(ACTIVITY):
Could you repeat, exactly and with no pictures, only the lines from the start of the records through the line containing "Task: find the moss-covered"?
^^^^^^^^^^^^^^^^
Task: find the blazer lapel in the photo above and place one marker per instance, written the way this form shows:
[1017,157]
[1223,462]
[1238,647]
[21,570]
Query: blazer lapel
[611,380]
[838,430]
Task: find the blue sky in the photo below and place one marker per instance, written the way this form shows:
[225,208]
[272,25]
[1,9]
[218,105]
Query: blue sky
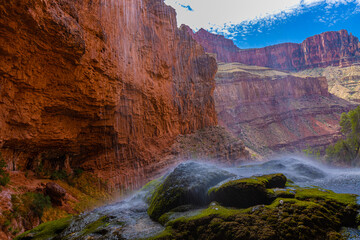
[259,23]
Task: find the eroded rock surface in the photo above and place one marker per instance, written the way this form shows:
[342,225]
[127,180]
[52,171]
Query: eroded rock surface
[273,111]
[336,48]
[105,85]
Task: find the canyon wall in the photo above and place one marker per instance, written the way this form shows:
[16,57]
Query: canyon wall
[337,48]
[274,111]
[102,85]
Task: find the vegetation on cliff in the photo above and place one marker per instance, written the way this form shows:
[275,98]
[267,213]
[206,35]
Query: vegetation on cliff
[4,175]
[347,150]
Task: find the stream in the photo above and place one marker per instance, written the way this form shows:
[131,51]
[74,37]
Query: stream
[128,219]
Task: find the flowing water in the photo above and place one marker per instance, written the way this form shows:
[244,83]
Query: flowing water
[128,218]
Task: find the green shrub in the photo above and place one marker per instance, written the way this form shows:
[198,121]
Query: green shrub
[347,150]
[4,176]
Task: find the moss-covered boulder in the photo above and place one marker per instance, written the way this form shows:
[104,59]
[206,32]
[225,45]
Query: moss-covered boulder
[243,193]
[312,214]
[187,184]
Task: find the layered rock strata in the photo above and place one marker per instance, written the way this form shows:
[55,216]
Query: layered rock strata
[343,82]
[273,111]
[101,85]
[336,48]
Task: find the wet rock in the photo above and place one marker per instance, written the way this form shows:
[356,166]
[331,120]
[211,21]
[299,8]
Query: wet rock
[243,193]
[308,171]
[313,214]
[110,99]
[55,192]
[187,184]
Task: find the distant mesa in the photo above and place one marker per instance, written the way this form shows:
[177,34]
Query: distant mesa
[336,48]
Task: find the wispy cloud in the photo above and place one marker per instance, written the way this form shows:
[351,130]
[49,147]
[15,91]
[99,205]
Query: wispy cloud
[221,14]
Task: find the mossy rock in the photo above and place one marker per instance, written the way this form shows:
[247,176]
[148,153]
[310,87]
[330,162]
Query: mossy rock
[312,214]
[243,193]
[187,184]
[49,230]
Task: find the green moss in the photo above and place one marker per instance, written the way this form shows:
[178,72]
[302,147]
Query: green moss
[322,194]
[267,181]
[313,214]
[47,230]
[151,187]
[164,198]
[94,226]
[166,234]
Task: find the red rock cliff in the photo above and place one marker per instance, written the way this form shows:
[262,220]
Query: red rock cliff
[326,49]
[105,85]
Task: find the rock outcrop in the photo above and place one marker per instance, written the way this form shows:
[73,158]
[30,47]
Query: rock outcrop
[337,48]
[102,85]
[344,82]
[274,111]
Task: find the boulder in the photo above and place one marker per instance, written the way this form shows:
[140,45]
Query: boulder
[187,184]
[246,192]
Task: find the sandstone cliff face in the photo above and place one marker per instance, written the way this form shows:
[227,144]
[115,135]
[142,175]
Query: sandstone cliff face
[326,49]
[102,85]
[344,82]
[274,111]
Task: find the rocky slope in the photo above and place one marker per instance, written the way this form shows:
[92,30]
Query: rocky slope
[337,48]
[343,82]
[79,87]
[277,111]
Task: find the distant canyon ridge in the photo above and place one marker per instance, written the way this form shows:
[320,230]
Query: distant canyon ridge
[286,97]
[335,48]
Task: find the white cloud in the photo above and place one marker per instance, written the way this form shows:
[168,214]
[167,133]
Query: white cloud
[218,13]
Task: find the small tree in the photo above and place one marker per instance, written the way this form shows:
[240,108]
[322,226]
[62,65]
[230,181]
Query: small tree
[347,150]
[4,175]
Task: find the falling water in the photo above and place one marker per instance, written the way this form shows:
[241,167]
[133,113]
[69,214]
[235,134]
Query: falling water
[135,223]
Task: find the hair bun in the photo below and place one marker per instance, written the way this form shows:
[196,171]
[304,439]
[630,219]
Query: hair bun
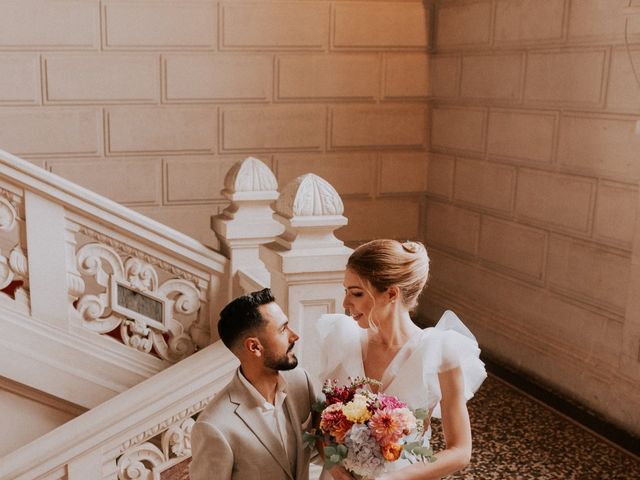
[411,247]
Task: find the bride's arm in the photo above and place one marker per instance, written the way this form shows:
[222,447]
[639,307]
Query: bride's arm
[457,434]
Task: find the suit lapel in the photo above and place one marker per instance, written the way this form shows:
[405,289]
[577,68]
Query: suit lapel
[249,413]
[295,422]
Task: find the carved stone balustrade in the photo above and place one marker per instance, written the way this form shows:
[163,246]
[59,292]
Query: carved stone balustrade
[307,261]
[14,270]
[247,222]
[98,296]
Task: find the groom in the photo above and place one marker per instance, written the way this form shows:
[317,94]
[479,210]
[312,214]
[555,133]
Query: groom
[253,428]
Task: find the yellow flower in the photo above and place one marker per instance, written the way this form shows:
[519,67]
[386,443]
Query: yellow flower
[356,410]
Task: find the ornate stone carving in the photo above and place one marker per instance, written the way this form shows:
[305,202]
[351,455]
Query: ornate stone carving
[310,210]
[127,250]
[309,195]
[176,440]
[13,264]
[142,462]
[178,418]
[141,458]
[132,298]
[250,175]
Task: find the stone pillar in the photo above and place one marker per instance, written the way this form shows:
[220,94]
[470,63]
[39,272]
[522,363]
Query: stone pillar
[247,222]
[307,261]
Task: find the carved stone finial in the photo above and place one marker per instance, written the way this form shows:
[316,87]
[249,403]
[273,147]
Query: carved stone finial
[310,210]
[250,175]
[309,195]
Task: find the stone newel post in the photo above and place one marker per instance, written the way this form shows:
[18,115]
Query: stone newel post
[307,261]
[247,222]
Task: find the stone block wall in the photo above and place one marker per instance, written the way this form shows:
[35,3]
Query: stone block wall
[533,188]
[150,101]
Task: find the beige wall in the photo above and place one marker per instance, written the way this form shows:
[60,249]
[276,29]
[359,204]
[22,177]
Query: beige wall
[28,414]
[533,189]
[532,174]
[150,102]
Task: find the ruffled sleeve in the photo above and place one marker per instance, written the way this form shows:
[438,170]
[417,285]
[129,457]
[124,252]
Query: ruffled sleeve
[452,345]
[339,343]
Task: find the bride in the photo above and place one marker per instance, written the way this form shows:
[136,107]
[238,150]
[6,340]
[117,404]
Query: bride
[437,369]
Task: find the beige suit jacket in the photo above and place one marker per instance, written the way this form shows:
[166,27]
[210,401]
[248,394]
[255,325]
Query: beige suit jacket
[232,441]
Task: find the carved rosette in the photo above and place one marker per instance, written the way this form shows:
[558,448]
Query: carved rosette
[147,460]
[132,298]
[13,259]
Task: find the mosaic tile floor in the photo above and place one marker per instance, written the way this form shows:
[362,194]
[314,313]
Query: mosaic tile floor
[517,438]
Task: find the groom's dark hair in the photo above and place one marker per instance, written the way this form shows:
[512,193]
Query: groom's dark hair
[242,316]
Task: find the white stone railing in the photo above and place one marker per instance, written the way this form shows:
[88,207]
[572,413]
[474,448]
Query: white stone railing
[84,278]
[146,429]
[135,435]
[292,249]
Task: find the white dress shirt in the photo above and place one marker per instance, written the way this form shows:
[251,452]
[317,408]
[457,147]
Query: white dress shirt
[276,416]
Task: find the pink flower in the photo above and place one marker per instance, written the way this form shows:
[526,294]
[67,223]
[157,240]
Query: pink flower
[386,427]
[389,402]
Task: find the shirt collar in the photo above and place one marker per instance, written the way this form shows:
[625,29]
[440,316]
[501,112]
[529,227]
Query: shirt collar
[281,391]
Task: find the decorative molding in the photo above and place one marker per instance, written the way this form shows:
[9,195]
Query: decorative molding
[164,425]
[146,459]
[13,266]
[133,299]
[125,249]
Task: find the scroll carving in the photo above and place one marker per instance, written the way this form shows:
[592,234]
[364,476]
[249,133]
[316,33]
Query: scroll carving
[14,272]
[129,294]
[147,460]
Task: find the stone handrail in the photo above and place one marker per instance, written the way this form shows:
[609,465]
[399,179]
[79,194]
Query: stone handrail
[81,269]
[118,439]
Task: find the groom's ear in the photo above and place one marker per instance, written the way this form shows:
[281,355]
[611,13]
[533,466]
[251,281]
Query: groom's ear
[253,346]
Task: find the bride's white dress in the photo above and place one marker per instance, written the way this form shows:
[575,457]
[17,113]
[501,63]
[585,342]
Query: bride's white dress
[412,375]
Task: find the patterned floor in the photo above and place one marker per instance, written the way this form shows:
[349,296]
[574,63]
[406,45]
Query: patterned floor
[517,438]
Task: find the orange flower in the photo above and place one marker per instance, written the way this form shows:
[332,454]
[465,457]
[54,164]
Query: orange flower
[392,451]
[340,429]
[386,427]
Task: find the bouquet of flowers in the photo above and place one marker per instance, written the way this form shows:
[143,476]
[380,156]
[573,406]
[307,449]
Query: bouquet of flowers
[365,431]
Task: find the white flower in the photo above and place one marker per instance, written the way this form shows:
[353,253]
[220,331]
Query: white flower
[364,456]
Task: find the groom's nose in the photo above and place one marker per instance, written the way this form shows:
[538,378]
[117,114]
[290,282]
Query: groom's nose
[293,337]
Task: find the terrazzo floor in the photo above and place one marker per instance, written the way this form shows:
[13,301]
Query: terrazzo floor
[518,438]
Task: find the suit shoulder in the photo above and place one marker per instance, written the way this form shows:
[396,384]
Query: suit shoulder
[296,376]
[219,407]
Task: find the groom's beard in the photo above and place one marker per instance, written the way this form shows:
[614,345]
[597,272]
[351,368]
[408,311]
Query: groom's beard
[288,361]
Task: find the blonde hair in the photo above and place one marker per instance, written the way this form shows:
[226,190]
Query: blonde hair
[387,263]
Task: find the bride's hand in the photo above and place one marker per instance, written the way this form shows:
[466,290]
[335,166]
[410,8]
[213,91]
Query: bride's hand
[340,473]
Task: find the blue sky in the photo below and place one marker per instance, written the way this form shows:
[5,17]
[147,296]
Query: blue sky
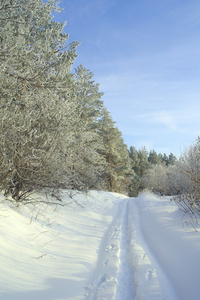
^^^^^^^^^^^^^^^^
(ANSWER BELOW):
Task: find the blazer lapel in the photo above and place one marker per instance, written the way this form shows:
[1017,157]
[1223,462]
[1238,647]
[21,570]
Query: blazer lapel
[611,380]
[838,430]
Task: find the blue sky in the photo below and place one marker per instance, written the way this form shows:
[225,208]
[272,25]
[1,9]
[218,105]
Query: blue sky
[259,23]
Task: find the eroded rock surface in the photo above and place one marker per instance, written the way this form shows:
[342,225]
[127,180]
[52,171]
Query: eroded rock surface
[273,111]
[336,48]
[105,85]
Task: find the canyon wall in the photo above and place one marker per instance, written the way this form shows:
[16,57]
Query: canyon wall
[337,48]
[274,111]
[102,85]
Task: find the vegetation on cliff in the photo above and place one marker per instance, written the way this form shows:
[275,98]
[267,213]
[206,35]
Query: vegetation on cliff
[4,175]
[347,150]
Task: find the stream in the photo above and place one marker per instance, written the way this form shows:
[131,51]
[74,37]
Query: stream
[128,219]
Task: find the flowing water in the photo above and place one marker per instance, written the way this form shows:
[244,83]
Query: flowing water
[128,218]
Task: find the green shrub in the photo above and place one marker per instance, written the way this form shows:
[198,121]
Query: green shrub
[347,150]
[4,176]
Task: find the moss-covered boulder in the photo above and place one marker per instance, written the way this form shows:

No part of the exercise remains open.